> **Task to complete**
Return the lines of the listing below between the line containing "indicate the small" and the line containing "column 229, row 80", inclusive, reproducing them with no changes.

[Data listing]
-.-.-
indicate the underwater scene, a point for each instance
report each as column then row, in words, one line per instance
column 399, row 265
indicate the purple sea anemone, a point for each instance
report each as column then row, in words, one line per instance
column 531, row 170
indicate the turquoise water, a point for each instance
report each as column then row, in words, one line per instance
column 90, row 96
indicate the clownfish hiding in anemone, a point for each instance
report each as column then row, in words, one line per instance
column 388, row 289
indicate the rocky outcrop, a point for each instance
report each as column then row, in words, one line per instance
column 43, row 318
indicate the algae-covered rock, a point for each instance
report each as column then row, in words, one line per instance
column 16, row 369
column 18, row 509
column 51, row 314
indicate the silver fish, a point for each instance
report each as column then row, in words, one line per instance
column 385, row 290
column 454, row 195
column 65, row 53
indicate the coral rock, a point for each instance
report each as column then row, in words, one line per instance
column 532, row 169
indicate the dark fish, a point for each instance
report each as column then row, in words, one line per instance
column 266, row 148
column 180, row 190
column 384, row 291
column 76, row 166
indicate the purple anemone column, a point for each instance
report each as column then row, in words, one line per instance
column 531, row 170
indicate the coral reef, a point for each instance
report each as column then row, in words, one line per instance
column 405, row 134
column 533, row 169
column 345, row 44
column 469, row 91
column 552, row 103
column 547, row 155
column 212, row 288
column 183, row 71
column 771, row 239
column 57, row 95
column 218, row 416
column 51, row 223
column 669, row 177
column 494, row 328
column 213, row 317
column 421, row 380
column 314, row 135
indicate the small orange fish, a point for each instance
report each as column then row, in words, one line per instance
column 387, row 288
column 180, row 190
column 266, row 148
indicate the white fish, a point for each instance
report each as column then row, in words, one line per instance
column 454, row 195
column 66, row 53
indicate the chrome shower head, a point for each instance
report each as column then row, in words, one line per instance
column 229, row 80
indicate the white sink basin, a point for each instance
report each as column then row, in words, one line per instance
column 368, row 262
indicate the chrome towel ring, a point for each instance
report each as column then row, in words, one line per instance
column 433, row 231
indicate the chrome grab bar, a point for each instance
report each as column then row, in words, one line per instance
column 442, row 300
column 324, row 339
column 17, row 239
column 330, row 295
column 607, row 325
-.-.-
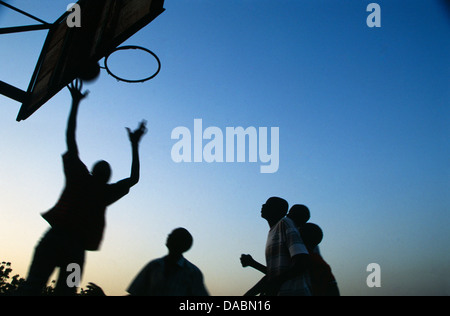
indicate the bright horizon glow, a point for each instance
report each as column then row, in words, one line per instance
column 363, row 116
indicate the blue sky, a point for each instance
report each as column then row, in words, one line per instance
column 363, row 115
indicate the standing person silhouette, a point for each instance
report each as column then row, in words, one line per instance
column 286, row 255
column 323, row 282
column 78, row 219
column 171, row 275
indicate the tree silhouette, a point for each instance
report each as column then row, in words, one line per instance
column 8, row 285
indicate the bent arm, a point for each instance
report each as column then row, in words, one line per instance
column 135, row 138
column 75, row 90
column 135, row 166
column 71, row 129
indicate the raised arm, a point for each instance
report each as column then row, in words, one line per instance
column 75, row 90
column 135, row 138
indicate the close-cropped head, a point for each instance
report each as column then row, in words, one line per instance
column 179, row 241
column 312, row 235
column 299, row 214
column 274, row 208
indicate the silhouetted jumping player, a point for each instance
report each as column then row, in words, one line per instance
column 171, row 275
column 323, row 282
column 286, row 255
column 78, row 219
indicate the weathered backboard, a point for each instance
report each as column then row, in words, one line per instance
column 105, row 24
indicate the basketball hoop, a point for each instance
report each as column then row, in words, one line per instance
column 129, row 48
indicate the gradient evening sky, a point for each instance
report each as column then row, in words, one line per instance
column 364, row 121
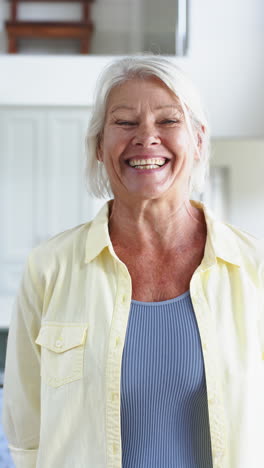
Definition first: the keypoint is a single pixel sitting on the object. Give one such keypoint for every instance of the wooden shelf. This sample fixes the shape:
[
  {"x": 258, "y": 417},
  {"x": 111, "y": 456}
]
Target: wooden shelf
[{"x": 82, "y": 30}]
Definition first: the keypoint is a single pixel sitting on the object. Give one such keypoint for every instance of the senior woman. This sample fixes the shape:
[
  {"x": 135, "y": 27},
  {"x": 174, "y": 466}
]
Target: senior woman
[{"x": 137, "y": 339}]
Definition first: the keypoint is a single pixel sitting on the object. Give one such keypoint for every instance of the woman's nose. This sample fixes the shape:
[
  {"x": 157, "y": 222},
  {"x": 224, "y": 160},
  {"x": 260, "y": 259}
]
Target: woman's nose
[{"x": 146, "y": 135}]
-.-.-
> **Answer for the task**
indicate the small orange fish, a point for each instance
report each as column then row, in words, one line per instance
column 387, row 288
column 180, row 190
column 266, row 148
indicate the white fish, a point for each instance
report each as column then row, in words, one line per instance
column 454, row 195
column 66, row 53
indicate the chrome shower head, a point for each instance
report each as column then row, in words, one line per instance
column 229, row 80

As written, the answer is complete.